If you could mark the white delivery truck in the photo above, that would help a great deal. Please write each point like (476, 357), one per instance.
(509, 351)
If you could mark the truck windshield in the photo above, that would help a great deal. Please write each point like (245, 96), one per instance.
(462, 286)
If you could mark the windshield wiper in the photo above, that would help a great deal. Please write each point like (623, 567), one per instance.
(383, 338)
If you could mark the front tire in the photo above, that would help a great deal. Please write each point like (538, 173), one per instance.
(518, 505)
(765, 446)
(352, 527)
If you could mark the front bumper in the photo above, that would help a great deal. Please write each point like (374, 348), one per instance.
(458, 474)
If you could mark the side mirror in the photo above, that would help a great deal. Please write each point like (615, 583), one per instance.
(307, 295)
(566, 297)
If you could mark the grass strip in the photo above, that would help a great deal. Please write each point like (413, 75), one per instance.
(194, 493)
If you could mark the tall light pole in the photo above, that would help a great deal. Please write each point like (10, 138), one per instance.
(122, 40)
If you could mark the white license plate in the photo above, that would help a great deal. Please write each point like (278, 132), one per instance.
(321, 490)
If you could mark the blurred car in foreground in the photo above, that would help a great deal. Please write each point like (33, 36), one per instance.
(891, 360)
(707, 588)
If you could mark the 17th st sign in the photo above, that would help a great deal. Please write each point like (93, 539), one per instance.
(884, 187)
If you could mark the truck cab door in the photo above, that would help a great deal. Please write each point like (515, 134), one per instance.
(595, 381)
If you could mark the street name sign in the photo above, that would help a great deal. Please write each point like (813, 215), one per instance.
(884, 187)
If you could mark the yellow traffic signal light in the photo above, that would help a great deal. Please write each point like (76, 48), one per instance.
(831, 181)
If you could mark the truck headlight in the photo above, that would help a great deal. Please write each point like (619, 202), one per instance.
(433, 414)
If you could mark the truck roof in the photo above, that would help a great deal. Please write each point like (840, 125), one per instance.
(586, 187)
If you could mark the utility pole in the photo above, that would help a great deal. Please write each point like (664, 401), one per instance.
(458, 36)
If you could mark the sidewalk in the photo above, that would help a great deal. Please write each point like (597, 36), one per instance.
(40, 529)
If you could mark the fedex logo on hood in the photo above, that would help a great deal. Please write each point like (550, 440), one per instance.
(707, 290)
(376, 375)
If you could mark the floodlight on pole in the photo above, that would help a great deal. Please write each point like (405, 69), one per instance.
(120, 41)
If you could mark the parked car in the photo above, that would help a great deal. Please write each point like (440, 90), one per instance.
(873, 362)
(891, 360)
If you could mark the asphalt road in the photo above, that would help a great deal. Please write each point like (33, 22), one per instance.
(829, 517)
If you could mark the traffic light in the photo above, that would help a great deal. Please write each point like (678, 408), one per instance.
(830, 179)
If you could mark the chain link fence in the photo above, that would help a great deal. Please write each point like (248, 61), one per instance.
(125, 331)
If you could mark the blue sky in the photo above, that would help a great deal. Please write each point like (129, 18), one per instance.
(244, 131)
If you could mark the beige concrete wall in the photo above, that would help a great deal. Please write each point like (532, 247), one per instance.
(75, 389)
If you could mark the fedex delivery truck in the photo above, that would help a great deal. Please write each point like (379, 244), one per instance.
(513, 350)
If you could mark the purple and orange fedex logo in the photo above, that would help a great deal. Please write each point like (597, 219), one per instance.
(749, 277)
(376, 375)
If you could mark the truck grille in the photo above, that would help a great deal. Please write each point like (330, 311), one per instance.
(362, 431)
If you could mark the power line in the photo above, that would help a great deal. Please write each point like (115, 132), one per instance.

_OBJECTIVE_. Make an exact copy of the records.

_ANSWER TO THIS TASK_.
If you could mark the white delivery truck in the photo above, that would help a great deal. Please write each point like (476, 357), one per instance.
(509, 351)
If you could mark the truck windshield in the photo above, that would help a great deal. Please write each point like (245, 96), one per instance.
(462, 286)
If you could mark the windshield wiper in the photo above, that would help a great deal. Please write each point like (623, 567), one per instance.
(383, 338)
If you could mark the front tire in the photo above, that would help a great deal. Please write each point like (538, 173), one per instance.
(518, 505)
(765, 446)
(352, 527)
If you could mark the front bumper in the photo above, that would help a great deal. Please write each point like (374, 348), one per instance.
(458, 474)
If you could mark the side mirror in the photo above, that would help a great deal. Please write each point like (615, 583), one per instance.
(307, 295)
(566, 297)
If you could mark the grass strip in the photo above, that would help a great deal. Please write each point like (413, 75), one per instance.
(194, 493)
If you could mark the tall light pole in the photo above, that would help a great deal. Please write each point like (10, 138), one per instance.
(122, 40)
If you could mark the white license plate in the photo above, that would help a great deal. Please write each point like (278, 132), one per instance.
(321, 490)
If you could mark the blurred car in foreground in the photo above, that would help a great deal. Please write each point like (33, 36), one per instance.
(891, 360)
(707, 588)
If you could mark the 17th st sign in the photo above, that would help a great deal. Please write each point like (93, 539), one per instance.
(884, 187)
If you could mark the truck cab door in the photo above, that would help a great deal. Please write each point like (515, 134), one per instance.
(595, 381)
If you could mark the street name sign in the photo above, that would help a great deal. Please write each point like (813, 215), one per instance.
(884, 187)
If you could mark the yellow traffic signal light in the photo above, that would help a great deal. Please write each point like (76, 48), one per instance.
(831, 181)
If you could mark the truck headlight in the photo above, that would help a great deal. Please write each point like (619, 202), one per instance.
(433, 414)
If you could mark the truck roof in the photo above, that would help a great deal. Please write each point like (840, 125), one per instance.
(586, 187)
If you could mark the utility pole in the photo above, that would help a great deal. Please write each point like (664, 401), one per instance.
(458, 36)
If you could mark the sidewalk in the photo above, that would help a great deal. Please write each point like (597, 36), one per instance.
(40, 529)
If you could mark the fedex logo on hood in the photo above, that would help a great deal. Please write each point like (550, 440), one per instance.
(707, 290)
(376, 375)
If you could mark the floodlight on pole in the photo above, that would help a great deal. Please write each point like (405, 69), one per instance.
(120, 41)
If you could mark the parked car in the photo above, that would help a great deal. Please write each point like (440, 90), one per instance.
(873, 362)
(891, 360)
If you could mark the asphalt road in the photo above, that would help a great deal. Please write each point like (33, 22), one per instance.
(829, 517)
If you could mark the traffic light in the photo above, that would help a great deal. Please write each point like (678, 408), one per instance.
(830, 179)
If you could mark the chain link fence in the photo above, that would help a great deal. Please write each point like (248, 61), one per instance.
(125, 331)
If you could mark the blue sky in the photo above, that would help a great deal. Please write each point like (129, 18), one per instance.
(244, 131)
If you could mark the beige concrete wall in the photo above, that would help a great deal. Please write each point like (532, 247), one per instance.
(75, 389)
If you could mark the fedex delivery truck in the photo above, that would help a great deal. Please write each point like (379, 244), one per instance.
(513, 350)
If you could mark the purple and orange fedex logo in the photo above, that would help a great deal. Please write each point like (597, 219), one per instance.
(749, 277)
(376, 375)
If you could mark the truck grille in the photo above, that would help a great deal. Please write each point like (330, 311), one per instance.
(362, 431)
If you could mark the power line in the photo above, that would help a great deal. Please write each point like (115, 132), one per instance.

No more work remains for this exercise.